EXTRACTED INFORMATION start
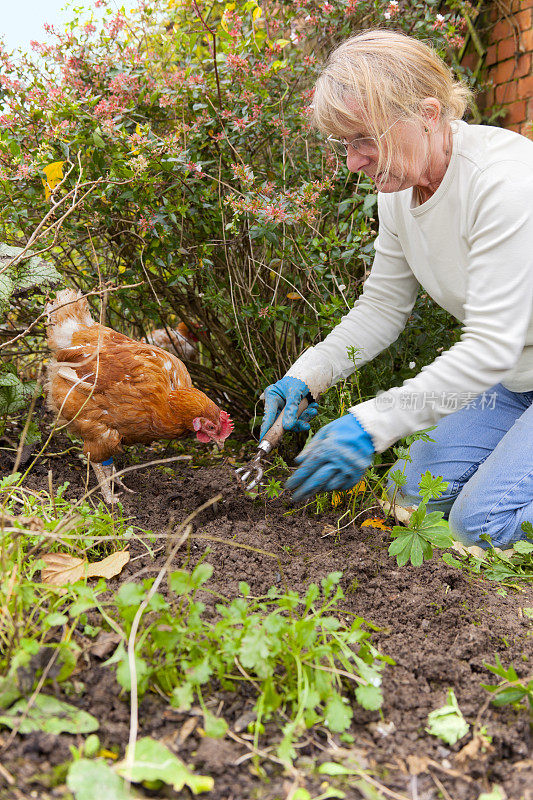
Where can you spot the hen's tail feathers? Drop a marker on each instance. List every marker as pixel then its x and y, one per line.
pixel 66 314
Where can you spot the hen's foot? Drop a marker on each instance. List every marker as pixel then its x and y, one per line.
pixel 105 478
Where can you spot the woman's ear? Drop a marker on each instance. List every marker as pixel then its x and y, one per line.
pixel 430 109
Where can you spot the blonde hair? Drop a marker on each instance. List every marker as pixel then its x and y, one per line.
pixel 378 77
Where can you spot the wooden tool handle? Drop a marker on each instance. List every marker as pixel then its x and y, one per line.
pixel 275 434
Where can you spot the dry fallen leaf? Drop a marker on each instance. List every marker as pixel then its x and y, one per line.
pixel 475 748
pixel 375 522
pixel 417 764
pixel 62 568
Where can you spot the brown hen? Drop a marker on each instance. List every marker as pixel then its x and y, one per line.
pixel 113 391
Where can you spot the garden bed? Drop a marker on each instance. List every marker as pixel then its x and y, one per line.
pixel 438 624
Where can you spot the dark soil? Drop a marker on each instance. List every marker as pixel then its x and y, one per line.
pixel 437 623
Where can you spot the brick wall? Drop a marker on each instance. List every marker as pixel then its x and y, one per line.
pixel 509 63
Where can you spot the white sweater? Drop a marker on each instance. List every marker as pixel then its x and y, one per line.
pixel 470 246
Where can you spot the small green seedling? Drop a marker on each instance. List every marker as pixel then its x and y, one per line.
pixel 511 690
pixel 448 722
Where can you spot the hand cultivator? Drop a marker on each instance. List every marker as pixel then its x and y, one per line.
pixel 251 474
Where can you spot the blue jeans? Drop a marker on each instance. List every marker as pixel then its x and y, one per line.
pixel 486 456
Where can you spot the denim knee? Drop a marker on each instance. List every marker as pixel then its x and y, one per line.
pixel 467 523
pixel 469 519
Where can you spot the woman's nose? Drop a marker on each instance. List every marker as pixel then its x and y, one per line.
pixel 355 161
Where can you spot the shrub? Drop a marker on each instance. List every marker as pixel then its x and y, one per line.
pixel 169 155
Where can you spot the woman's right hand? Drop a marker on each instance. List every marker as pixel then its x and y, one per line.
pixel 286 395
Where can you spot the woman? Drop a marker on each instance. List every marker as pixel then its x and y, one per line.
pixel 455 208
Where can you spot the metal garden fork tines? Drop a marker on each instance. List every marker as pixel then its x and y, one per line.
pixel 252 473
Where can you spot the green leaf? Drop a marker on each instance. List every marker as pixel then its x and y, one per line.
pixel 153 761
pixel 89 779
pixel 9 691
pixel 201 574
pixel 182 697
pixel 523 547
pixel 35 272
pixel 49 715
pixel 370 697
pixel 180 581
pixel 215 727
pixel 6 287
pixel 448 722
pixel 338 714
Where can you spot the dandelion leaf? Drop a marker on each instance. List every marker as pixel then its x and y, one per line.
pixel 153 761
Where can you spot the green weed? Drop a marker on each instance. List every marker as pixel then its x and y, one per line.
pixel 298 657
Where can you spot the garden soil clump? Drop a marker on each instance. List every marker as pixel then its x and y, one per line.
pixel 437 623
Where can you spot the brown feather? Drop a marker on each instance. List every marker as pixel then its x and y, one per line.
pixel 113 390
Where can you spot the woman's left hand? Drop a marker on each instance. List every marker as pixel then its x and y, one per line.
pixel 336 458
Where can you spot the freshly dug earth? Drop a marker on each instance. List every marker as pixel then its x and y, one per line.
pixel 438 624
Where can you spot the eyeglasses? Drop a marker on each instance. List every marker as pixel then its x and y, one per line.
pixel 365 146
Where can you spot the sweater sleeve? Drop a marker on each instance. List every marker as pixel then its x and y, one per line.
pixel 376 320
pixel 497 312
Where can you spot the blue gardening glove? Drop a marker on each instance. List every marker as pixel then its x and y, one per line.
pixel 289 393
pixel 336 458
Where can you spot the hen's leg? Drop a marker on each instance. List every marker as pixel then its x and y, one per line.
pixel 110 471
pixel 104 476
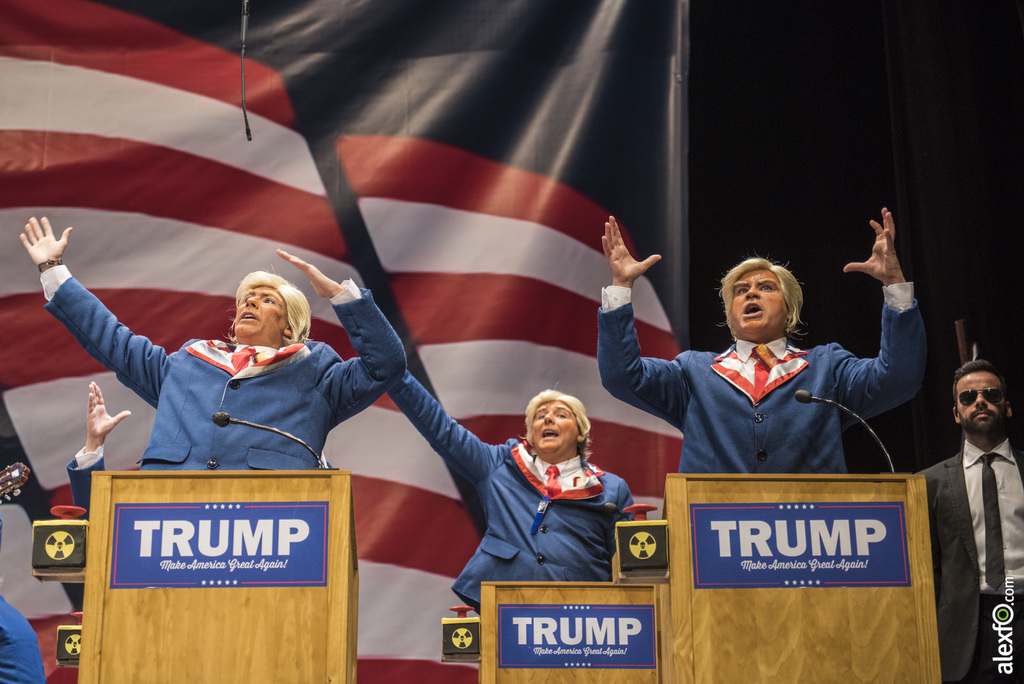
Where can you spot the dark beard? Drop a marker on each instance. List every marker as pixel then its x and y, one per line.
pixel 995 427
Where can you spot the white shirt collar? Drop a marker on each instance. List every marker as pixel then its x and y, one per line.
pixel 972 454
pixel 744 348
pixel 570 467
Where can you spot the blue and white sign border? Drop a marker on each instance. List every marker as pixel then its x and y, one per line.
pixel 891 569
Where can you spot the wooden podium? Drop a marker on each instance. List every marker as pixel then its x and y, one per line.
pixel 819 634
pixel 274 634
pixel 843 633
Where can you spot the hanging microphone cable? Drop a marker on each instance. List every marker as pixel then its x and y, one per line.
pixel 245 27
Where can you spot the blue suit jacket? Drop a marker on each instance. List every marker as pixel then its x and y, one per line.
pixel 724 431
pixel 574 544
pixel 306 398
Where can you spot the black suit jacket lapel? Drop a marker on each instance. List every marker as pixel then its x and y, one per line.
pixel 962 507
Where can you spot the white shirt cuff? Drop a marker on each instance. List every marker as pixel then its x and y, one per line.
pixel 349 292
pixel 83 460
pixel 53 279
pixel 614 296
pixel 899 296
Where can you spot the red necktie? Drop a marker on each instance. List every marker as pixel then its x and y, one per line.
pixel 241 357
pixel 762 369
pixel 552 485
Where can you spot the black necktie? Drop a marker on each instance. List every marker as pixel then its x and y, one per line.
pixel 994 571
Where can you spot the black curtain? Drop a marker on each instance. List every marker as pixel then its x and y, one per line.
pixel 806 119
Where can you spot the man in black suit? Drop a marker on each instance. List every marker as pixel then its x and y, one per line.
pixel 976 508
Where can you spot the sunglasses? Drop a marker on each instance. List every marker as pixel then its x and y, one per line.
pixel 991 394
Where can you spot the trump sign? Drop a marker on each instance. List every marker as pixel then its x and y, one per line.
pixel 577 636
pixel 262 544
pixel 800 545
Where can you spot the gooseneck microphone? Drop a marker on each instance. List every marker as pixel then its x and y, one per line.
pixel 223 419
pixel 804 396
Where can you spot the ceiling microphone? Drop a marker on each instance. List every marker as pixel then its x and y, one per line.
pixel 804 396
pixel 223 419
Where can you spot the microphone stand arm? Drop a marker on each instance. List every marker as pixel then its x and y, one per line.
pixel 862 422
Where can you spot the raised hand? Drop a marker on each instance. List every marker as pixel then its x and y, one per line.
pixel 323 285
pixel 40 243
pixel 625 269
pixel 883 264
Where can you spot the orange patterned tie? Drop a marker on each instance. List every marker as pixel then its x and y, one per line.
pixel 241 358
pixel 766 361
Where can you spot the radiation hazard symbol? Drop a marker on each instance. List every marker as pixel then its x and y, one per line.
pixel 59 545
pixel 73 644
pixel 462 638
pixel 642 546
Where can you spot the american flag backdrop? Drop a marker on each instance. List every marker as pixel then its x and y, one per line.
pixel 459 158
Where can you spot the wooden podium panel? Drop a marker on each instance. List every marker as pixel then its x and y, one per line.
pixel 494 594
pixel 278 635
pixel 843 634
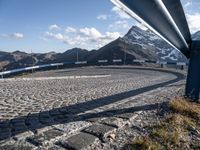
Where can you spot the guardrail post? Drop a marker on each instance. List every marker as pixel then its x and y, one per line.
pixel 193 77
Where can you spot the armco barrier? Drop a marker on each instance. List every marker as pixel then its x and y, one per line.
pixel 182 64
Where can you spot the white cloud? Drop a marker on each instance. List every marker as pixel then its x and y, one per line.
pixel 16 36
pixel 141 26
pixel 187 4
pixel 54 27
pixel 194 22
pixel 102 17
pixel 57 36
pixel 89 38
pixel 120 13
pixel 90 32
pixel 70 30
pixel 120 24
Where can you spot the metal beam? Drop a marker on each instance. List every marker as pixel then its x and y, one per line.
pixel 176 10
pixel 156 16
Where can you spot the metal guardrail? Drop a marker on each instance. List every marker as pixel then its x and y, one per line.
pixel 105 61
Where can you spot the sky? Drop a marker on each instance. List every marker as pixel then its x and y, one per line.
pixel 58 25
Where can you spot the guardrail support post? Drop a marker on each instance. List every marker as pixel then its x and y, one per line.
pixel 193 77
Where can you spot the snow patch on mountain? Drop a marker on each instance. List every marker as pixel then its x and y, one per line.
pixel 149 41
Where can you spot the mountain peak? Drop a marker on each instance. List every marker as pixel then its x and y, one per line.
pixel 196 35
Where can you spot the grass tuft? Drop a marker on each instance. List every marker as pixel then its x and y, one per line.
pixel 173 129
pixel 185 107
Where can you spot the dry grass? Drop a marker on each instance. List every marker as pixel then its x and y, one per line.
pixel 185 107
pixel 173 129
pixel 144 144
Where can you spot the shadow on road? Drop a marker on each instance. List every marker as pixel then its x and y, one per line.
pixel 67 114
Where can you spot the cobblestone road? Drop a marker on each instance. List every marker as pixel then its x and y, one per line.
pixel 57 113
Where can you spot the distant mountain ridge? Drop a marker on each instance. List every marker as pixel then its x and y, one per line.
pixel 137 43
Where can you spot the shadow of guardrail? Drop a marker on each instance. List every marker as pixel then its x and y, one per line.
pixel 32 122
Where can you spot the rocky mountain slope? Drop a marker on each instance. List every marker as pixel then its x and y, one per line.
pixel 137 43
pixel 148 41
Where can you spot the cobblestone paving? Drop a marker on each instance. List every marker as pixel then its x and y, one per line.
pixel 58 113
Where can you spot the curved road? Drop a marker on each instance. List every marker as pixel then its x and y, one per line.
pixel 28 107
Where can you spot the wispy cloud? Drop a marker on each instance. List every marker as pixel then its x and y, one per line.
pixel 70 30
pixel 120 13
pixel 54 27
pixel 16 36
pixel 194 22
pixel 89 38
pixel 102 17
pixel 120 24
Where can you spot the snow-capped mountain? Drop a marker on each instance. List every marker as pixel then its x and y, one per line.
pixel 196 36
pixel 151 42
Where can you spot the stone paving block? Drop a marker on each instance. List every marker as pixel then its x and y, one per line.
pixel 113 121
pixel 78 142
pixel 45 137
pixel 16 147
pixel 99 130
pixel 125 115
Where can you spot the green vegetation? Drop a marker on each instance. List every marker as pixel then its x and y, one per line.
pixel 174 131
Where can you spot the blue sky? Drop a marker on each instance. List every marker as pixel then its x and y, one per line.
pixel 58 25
EXTRACTED INFORMATION end
REQUEST
Please express the records above as a JSON list of strings, one string per line, starting with the line that contains "Where can you spot the woman's nose?" and going on through the line that contains "pixel 169 155". Leave out blank lines and include no other lines.

THE RESULT
[
  "Where can you spot the woman's nose? Drop a marker on each instance. List every marker as pixel then its x and y, one per line.",
  "pixel 355 161",
  "Where can you spot the shrub? Drop a marker on each instance. List every marker as pixel then its x and y, one per line.",
  "pixel 169 155"
]